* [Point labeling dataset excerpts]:
-*-

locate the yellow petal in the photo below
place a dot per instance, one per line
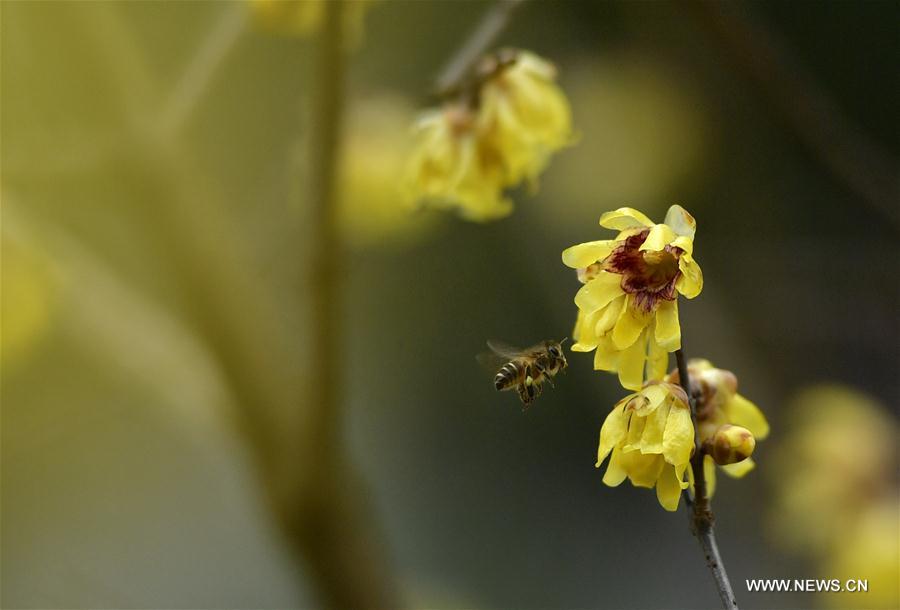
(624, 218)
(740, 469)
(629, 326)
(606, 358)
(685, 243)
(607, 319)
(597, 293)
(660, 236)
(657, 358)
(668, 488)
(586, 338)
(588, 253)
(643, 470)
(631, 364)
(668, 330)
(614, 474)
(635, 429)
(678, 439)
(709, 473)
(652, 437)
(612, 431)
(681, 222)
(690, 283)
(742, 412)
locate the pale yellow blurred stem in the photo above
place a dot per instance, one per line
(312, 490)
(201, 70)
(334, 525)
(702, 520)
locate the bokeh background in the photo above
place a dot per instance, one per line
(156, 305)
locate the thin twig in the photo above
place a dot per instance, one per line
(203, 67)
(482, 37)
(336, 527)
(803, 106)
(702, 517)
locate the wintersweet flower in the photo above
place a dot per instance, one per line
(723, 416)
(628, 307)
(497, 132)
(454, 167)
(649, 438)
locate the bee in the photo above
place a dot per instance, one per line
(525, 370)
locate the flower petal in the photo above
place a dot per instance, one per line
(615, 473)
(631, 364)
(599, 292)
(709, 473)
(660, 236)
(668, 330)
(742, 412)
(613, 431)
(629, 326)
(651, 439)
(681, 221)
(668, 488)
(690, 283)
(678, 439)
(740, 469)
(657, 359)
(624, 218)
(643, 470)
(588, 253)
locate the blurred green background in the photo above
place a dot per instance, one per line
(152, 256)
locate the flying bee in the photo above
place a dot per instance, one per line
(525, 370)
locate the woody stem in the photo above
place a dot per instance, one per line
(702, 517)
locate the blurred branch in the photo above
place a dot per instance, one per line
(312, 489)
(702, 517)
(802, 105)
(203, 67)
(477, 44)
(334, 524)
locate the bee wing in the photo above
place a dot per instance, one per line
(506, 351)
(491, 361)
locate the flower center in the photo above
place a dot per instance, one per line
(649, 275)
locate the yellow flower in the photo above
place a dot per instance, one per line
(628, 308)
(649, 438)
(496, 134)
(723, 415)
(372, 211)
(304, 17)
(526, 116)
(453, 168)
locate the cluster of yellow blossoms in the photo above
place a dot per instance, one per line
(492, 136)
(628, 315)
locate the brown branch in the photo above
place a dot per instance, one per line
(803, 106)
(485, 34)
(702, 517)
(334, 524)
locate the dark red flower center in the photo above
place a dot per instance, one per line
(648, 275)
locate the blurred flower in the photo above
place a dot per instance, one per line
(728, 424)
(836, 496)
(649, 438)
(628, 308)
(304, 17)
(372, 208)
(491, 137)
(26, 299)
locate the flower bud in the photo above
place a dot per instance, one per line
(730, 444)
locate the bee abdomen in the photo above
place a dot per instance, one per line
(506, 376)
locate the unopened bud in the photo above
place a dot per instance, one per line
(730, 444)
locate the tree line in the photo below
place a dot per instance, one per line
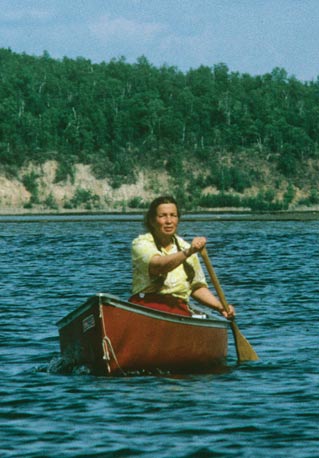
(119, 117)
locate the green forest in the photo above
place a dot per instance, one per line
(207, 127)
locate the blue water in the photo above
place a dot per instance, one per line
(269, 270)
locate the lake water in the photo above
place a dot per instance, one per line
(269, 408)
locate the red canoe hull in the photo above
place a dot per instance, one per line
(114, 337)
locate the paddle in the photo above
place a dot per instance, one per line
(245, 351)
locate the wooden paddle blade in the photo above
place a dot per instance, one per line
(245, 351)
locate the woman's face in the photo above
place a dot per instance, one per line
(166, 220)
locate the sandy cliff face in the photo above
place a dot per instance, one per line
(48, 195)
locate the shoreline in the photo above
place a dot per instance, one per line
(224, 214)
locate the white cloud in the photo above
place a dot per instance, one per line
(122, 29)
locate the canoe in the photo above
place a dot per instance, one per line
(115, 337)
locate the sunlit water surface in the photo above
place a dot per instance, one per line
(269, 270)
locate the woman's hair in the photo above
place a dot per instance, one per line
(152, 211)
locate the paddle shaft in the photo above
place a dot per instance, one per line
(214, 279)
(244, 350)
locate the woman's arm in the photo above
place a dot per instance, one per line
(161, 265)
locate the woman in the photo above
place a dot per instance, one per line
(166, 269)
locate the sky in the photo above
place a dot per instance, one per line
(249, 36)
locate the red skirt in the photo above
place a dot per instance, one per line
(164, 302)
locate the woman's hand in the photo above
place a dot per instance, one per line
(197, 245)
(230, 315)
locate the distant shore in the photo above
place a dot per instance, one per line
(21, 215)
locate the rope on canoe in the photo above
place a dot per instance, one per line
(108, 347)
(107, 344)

-*-

* [Exercise description]:
In the records above, return only the line that contains "locate the sandy" and every line after it through the last, exactly as they appear.

* [Expected answer]:
locate the sandy cliff face in the photo above
place a dot per instance, one per line
(48, 195)
locate the shoreline in the photo above
place a dot per instance, one per line
(224, 214)
locate the white cloud in the photo above
place a dot per instance, one per line
(122, 29)
locate the canoe in the photo above
place a dot per instance, one per line
(115, 337)
locate the sunlit water surface in the photo above
place a dot per instance, one per line
(269, 270)
locate the woman's hair in the photo above
place a dot per instance, one per line
(152, 211)
locate the paddle shaft in the photo above
place a dot per instance, one per line
(214, 279)
(244, 350)
locate the woman's arm in the photo above
place a dot per instance, one per line
(161, 265)
locate the woman in the photo above
place a dot per instance, one per line
(166, 269)
locate the sky in the photo above
place a dot per instance, one per line
(249, 36)
locate the red skirt in the photo above
place a dot per instance, one per line
(164, 302)
locate the woman's hand in the photo above
place a dot per instance, one per line
(197, 245)
(230, 315)
locate the distant shore in the photo above
place a dot per instance, one per line
(21, 215)
locate the rope on canoe in the photo above
place a dot per instance, one per line
(108, 347)
(107, 344)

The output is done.